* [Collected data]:
= = = =
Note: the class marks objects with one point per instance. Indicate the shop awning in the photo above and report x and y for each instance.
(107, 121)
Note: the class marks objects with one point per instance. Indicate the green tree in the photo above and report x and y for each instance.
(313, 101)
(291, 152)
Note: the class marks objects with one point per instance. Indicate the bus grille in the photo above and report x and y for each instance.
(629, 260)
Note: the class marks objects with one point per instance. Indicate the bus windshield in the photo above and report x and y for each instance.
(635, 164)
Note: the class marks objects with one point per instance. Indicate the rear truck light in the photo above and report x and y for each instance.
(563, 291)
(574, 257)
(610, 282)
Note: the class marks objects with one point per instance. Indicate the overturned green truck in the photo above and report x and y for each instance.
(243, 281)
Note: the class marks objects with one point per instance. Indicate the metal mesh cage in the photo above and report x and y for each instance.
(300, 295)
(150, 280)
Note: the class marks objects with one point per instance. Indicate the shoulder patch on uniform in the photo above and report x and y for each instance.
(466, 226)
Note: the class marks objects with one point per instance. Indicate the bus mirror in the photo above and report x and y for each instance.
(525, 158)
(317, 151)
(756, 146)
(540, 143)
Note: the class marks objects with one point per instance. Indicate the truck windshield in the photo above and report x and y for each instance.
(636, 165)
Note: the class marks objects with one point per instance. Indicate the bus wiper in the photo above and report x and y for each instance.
= = = =
* [Your assignment]: The expected output is every record, repeated exactly.

* [Answer to the exercise]:
Note: the class marks objects with one point per instance. Indicate the shop awning in the photo above and report x and y for each instance.
(107, 121)
Note: the class marks objects with one point per instance. Indicate the green tree in the photo above and report x and y for each instance.
(313, 101)
(291, 152)
Note: the class marks objects with one point per instance. Indicate the bus grille in the photo above and report x and y for each instance.
(629, 260)
Note: the class marks objects with one point per instance. Indicate the bus windshield in the photo above and report x and y for each instance.
(635, 164)
Note: the class marks objects with one point per instance. Indicate the rear truck light in the photo above and report x and y for each instance.
(563, 291)
(574, 257)
(610, 282)
Note: the class marks objects with one point per instance. Indicate the overturned green truck in the photo above and report x and y for each instance.
(243, 281)
Note: the class marks objects with one point per instance. Indicate the metal mesh cage in the photo above and report x and y for each instance.
(300, 295)
(150, 280)
Note: the class marks objects with one point per instance. Indicate the shoulder patch on uniform in the photo above and report x and y for each instance.
(466, 226)
Note: the class marks objects with one point per instance. Indicate the bus mirror in the photo above and report x and y for each instance.
(525, 158)
(317, 151)
(756, 146)
(540, 143)
Note: the class marks objects with one point per instance. Indicate the truck windshield in the photo above and report x and y for each instance.
(636, 165)
Note: the class marks objects with one point per instance. Indicate the bus wiper in the photo above and report x and y for each instance.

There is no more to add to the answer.